> [ACTIVITY] Return all the lines below in which the string "tree" appears.
### DATA EXCERPTS ###
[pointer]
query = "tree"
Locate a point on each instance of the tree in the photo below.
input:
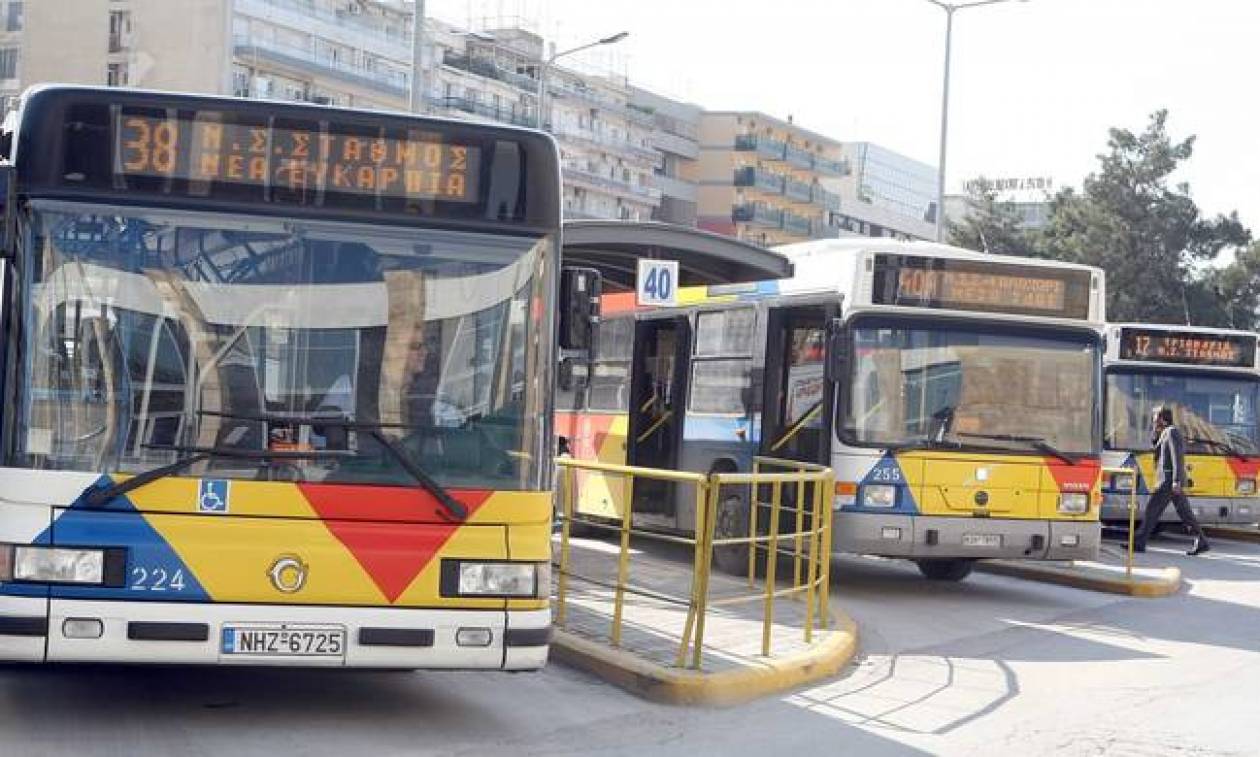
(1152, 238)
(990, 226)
###
### DATA EXCERPTS ###
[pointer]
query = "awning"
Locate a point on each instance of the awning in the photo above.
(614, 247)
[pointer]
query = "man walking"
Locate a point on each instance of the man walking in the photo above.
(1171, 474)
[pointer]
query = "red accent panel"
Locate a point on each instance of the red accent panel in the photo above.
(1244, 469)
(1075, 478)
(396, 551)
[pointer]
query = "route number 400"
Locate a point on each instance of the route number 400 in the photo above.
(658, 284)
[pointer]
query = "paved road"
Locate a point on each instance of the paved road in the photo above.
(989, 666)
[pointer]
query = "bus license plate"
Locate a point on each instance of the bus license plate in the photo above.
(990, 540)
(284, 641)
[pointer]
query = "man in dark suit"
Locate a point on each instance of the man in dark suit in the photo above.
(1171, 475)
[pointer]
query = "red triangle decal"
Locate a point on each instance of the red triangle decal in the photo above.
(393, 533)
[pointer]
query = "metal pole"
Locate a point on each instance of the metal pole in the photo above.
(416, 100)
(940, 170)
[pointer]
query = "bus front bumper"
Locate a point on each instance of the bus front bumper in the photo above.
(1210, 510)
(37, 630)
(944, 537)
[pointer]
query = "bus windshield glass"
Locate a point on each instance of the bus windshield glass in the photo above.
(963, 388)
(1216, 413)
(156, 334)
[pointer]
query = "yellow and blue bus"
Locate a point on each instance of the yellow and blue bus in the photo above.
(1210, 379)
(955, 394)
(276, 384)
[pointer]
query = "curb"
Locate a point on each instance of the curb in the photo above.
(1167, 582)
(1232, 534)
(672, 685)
###
> [RESPONSE TO THIS EXERCISE]
query = "tree"
Locate a point on each instance of the tree in the photo below.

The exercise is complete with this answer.